- What you should do
The full set of records must be set down verbatim.

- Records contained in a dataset
══════════════════════════════
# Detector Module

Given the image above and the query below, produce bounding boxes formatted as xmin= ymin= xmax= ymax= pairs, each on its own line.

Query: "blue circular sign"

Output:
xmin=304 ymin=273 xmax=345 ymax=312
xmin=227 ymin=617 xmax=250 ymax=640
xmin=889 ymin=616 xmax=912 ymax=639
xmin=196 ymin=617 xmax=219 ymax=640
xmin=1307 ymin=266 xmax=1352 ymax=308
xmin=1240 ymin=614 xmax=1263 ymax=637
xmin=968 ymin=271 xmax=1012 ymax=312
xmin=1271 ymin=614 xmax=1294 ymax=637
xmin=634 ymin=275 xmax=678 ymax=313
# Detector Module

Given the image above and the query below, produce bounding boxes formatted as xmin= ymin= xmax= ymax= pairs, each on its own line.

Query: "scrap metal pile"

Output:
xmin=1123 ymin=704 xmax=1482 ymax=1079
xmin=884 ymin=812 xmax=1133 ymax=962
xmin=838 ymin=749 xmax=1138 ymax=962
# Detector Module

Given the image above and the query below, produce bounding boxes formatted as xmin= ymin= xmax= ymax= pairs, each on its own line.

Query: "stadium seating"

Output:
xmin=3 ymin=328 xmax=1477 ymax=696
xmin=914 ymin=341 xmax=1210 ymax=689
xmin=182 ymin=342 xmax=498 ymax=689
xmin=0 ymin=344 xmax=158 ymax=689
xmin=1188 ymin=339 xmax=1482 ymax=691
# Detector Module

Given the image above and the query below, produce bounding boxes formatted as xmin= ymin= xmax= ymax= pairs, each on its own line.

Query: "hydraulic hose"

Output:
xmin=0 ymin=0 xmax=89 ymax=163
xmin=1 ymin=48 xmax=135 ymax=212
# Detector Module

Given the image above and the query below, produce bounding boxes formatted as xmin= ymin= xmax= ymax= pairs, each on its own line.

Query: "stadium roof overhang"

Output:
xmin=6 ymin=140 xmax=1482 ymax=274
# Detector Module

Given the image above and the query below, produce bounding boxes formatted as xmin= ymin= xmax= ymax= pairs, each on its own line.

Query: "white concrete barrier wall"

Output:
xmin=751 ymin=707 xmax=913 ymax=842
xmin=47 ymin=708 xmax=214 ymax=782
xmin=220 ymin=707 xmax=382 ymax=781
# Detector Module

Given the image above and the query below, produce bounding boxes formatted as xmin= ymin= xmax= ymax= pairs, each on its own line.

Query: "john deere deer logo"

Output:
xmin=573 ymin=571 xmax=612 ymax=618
══════════════════════════════
- Exercise result
# Detector Module

Given the image above and the query below, produce bounding boxes formatted as xmin= ymin= xmax= ymax= pairs, each on its own line.

Query: "blue circular sign"

Output:
xmin=304 ymin=273 xmax=345 ymax=312
xmin=227 ymin=617 xmax=250 ymax=640
xmin=889 ymin=616 xmax=912 ymax=639
xmin=196 ymin=617 xmax=219 ymax=640
xmin=1307 ymin=266 xmax=1352 ymax=308
xmin=1240 ymin=614 xmax=1263 ymax=637
xmin=968 ymin=271 xmax=1012 ymax=312
xmin=1271 ymin=614 xmax=1294 ymax=637
xmin=634 ymin=275 xmax=678 ymax=313
# Detector Module

Given the image above and the query below, produce bounding boxes formatted as xmin= ymin= xmax= ymax= pairs, each on its own line.

Query: "scrap metal pile"

Output:
xmin=1123 ymin=704 xmax=1482 ymax=1079
xmin=884 ymin=812 xmax=1133 ymax=962
xmin=838 ymin=749 xmax=1138 ymax=962
# Detector Module

Given the image above and the query below, produce bounding boxes formatted as xmin= ymin= xmax= ymax= pairs, each on its own line.

Query: "stadium seating"

Output:
xmin=3 ymin=328 xmax=1477 ymax=696
xmin=914 ymin=341 xmax=1210 ymax=689
xmin=182 ymin=342 xmax=498 ymax=689
xmin=0 ymin=344 xmax=158 ymax=689
xmin=1188 ymin=339 xmax=1482 ymax=691
# Detector Module

Given the image above and the query below, produce bounding boxes formatted as xmin= ymin= xmax= ymax= pairs, each on its own line.

Query: "hydraulic hose"

Output:
xmin=0 ymin=0 xmax=89 ymax=163
xmin=1 ymin=48 xmax=135 ymax=212
# Detector Module

Given the image above and the query below, produce bounding boxes formatted as xmin= ymin= xmax= ymax= pairs, each on its own line.

Query: "stadium roof overhang"

Output:
xmin=6 ymin=140 xmax=1482 ymax=274
# Detector Module

Given the image above and the query below, produce bounding boxes formatted as xmin= ymin= xmax= ymax= pairs, each on its own line.

Query: "white concrete barrier wall"

Output:
xmin=751 ymin=707 xmax=913 ymax=842
xmin=47 ymin=708 xmax=214 ymax=782
xmin=220 ymin=707 xmax=382 ymax=781
# Detector Module

Given the image above and the query below, produce bounding boxes formatted as xmin= ymin= xmax= ymax= pairs, each on its own line.

Query: "john deere deer logo"

Output:
xmin=573 ymin=571 xmax=612 ymax=618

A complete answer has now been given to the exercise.